- **Dokument źródłowy**:
··········

Ministerstwo Zdrowia prowadzi konsultacje społeczne nowelizacji ustawy o prawach pacjenta, zwanej „lex szarlatan”. Ma to być narzędzie, które pozwoli lepiej karać osoby podszywające się pod lekarzy i proponujące kosztowne, ale niepoparte badaniami naukowymi i szkodliwe dla zdrowia terapie.
Jak zaznacza wirusolog prof. Agnieszka Szuster-Ciesielska z Uniwersytetu Marii Curie-Skłodowskiej w Lublinie, tacy uzdrowiciele, przyjmując w gabinetach, w fartuchu przypominającym lekarski, dbają o to, aby przed klientem wypaść jak najbardziej wiarygodnie.
– Osoba, która jest niezorientowana w temacie nie ma podstaw do nieufności – uważa prof. Szuster-Ciesielska. – I tu wchodzi „lex szarlatan”, który te sprawy będzie regulował, żeby zapewnić pacjentom najlepszą z możliwych opiekę, diagnozę i sposoby terapii, które mają umocowanie w dowodach medycznych. Tak, żeby ci szarlatani, którzy czerpią z tego korzyści majątkowe, zostali ukarani. To wszystko jest robione w ochronie pacjentów i dla ich dobra – dodaje prof. Szuster-Ciesielska.
Według nowych przepisów Rzecznik Praw Pacjenta mógłby nakładać do miliona złotych kary za oferowanie szkodliwych dla zdrowia terapii i szerzenie naukowej dezinformacji. Ustawa ma precyzyjnie określać, które praktyki należy traktować jako pseudomedyczne.
Cała rozmowa w materiale wideo:
Konsultacje społeczne projektu potrwają do połowy lipca. Ustawa miałaby wejść w życie po upływie trzech miesięcy od dnia ogłoszenia.

··········

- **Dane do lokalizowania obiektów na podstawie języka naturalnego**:
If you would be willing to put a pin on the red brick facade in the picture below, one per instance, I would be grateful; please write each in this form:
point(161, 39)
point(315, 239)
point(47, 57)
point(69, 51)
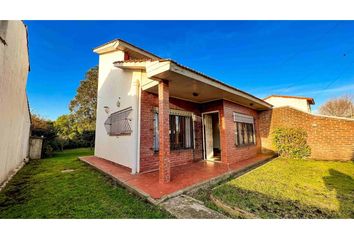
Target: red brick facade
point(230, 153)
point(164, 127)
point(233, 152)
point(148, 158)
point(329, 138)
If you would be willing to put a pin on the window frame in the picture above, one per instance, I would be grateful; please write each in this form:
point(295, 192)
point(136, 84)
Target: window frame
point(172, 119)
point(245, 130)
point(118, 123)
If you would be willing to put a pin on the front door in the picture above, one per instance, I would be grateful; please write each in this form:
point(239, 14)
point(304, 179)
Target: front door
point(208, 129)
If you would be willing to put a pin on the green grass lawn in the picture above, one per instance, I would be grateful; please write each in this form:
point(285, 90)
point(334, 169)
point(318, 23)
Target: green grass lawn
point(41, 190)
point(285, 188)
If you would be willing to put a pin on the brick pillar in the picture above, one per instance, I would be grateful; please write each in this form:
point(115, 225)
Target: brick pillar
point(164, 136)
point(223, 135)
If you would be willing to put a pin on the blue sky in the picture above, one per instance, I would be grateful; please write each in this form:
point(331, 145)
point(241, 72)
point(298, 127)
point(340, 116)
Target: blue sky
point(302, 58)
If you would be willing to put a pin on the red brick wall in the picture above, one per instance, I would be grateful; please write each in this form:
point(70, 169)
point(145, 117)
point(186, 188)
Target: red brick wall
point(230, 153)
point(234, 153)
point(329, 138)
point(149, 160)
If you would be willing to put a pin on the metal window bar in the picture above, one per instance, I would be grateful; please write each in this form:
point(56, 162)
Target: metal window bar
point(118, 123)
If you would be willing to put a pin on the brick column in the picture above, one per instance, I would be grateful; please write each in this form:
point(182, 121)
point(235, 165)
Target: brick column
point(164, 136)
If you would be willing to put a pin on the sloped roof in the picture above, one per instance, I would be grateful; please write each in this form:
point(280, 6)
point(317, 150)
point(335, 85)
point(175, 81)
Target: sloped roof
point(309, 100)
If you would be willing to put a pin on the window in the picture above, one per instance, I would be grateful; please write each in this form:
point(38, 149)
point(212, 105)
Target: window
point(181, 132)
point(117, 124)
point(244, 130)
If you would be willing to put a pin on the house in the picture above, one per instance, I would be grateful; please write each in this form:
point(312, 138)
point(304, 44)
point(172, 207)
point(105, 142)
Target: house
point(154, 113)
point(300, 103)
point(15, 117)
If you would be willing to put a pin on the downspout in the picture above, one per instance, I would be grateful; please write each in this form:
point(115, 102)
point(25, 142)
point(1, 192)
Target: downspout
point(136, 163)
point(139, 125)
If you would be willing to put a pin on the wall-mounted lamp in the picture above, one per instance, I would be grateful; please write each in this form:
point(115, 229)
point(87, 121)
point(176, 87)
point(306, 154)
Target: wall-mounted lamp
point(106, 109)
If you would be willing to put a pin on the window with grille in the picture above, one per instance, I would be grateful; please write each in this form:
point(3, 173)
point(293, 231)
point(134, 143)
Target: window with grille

··········

- **Zadania**:
#1 Odpowiedz na podstawie tekstu o „lex szarlatan” na poniższe pytania.
(a) Na jakiej uczelni pracuje prof. Agnieszka Szuster-Ciesielska?
(b) Do jakiej kwoty Rzecznik Praw Pacjenta mógłby nakładać kary według nowych przepisów?
(c) Do kiedy potrwają konsultacje społeczne projektu?
#2 Wypisz z tekstu o „lex szarlatan” wszystko od słów „Ministerstwo Zdrowia prowadzi” aż po słowa „jak najbardziej wiarygodnie.”.

- **Rozwiązania zadań**:
#1
(a) Na Uniwersytecie Marii Curie-Skłodowskiej w Lublinie.
(b) Do miliona złotych.
(c) Do połowy lipca.

#2
Ministerstwo Zdrowia prowadzi konsultacje społeczne nowelizacji ustawy o prawach pacjenta, zwanej „lex szarlatan”. Ma to być narzędzie, które pozwoli lepiej karać osoby podszywające się pod lekarzy i proponujące kosztowne, ale niepoparte badaniami naukowymi i szkodliwe dla zdrowia terapie.
Jak zaznacza wirusolog prof. Agnieszka Szuster-Ciesielska z Uniwersytetu Marii Curie-Skłodowskiej w Lublinie, tacy uzdrowiciele, przyjmując w gabinetach, w fartuchu przypominającym lekarski, dbają o to, aby przed klientem wypaść jak najbardziej wiarygodnie.